--- Begin ---
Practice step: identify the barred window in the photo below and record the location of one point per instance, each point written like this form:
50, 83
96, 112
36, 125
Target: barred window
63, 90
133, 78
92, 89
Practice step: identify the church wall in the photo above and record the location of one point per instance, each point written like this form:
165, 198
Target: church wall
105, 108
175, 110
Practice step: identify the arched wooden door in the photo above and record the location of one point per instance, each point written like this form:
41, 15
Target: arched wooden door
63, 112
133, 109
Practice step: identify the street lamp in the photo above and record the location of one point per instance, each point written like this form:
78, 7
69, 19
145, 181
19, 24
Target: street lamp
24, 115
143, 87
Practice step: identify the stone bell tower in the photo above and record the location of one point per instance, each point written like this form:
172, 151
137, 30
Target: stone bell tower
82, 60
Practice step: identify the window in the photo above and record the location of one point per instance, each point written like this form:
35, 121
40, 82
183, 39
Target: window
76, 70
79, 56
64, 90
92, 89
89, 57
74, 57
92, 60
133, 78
--- End ---
--- Begin ---
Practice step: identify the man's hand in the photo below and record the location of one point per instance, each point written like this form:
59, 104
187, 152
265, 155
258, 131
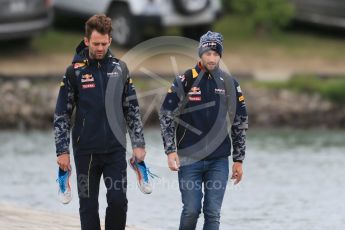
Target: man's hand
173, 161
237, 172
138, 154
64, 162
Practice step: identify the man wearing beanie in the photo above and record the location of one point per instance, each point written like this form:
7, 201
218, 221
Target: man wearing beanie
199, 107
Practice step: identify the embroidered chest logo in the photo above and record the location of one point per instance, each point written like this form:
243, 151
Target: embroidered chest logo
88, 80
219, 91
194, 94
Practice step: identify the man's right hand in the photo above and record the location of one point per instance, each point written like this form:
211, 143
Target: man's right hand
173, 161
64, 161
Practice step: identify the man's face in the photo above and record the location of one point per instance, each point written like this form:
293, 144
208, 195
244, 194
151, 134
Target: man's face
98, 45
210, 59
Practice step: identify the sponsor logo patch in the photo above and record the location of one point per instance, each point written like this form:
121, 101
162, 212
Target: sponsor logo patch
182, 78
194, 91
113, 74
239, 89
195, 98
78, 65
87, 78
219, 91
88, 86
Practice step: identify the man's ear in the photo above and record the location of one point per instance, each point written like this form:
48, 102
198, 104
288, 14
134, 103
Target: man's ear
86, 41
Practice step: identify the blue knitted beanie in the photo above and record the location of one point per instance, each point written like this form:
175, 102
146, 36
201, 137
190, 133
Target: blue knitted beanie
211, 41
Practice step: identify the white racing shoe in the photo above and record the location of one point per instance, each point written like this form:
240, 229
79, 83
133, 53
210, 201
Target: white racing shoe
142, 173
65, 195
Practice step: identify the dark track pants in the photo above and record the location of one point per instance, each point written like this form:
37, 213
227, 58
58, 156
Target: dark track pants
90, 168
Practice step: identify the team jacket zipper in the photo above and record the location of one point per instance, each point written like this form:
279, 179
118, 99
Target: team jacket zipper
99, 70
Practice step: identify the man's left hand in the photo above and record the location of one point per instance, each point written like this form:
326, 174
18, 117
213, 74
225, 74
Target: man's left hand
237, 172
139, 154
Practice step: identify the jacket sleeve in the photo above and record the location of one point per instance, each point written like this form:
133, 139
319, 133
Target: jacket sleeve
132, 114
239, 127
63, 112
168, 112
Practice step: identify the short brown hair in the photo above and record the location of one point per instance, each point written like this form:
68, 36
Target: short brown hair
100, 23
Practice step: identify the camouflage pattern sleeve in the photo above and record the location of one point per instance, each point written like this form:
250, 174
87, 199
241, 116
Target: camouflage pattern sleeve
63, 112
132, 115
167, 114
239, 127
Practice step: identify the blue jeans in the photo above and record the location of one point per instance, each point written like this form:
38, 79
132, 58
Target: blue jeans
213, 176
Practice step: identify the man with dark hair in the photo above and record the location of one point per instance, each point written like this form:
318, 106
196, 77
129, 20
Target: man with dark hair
--- End ---
--- Begin ---
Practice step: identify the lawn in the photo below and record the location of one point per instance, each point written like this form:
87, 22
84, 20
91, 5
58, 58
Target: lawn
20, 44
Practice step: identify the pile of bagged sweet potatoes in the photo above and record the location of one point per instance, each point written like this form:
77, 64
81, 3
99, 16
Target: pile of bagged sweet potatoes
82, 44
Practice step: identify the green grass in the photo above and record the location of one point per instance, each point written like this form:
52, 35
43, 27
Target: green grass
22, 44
--- End ---
To do: Shift every coordinate in the answers by adding -75 to it, and write out again every line of the data, starting with the line that contains "Practice step: identify the dark" and going on through the line that contains "Target: man with dark hair".

Answer to the problem:
Practice step: identify the dark track pants in the photo above and record the location of one point per instance, each point written like this form:
37, 213
227, 58
58, 156
Target: dark track pants
15, 93
Practice step: identify the team jacket zipper in the photo above and record the location of one point per instance, each point written like this form:
279, 179
118, 99
Target: team jacket zipper
24, -5
Practice step: identify the man's left hand in the photo above and record the location of one point per instance, each point written like this form:
326, 174
18, 117
213, 74
225, 74
Target: man's left hand
162, 97
64, 79
Practice step: identify the jacket sleeve in the photo above and record the location of one point per instance, each point written like this form:
133, 139
319, 133
Target: jacket sleeve
57, 39
164, 52
-12, 37
93, 37
Practice step: identify the short brown hair in the photo above and record the location of one point per instance, each point written like this form:
68, 36
Target: short brown hair
25, -52
Practice step: identify the camouflage pattern sleeve in the photo above and record the location of one point per instance, each point written like this form:
250, 174
87, 199
241, 116
Target: camouflage pattern sleeve
-12, 37
57, 40
92, 39
164, 52
Practice step: identify the blue jeans in the photo above and record the location of one point per instance, each point written like this form:
38, 79
132, 58
Target: blue jeans
138, 101
Practice step: identify the man with dark hair in the photo above and record the location of one point per instance, each point written like this form:
318, 106
196, 77
129, 20
Target: man with dark hair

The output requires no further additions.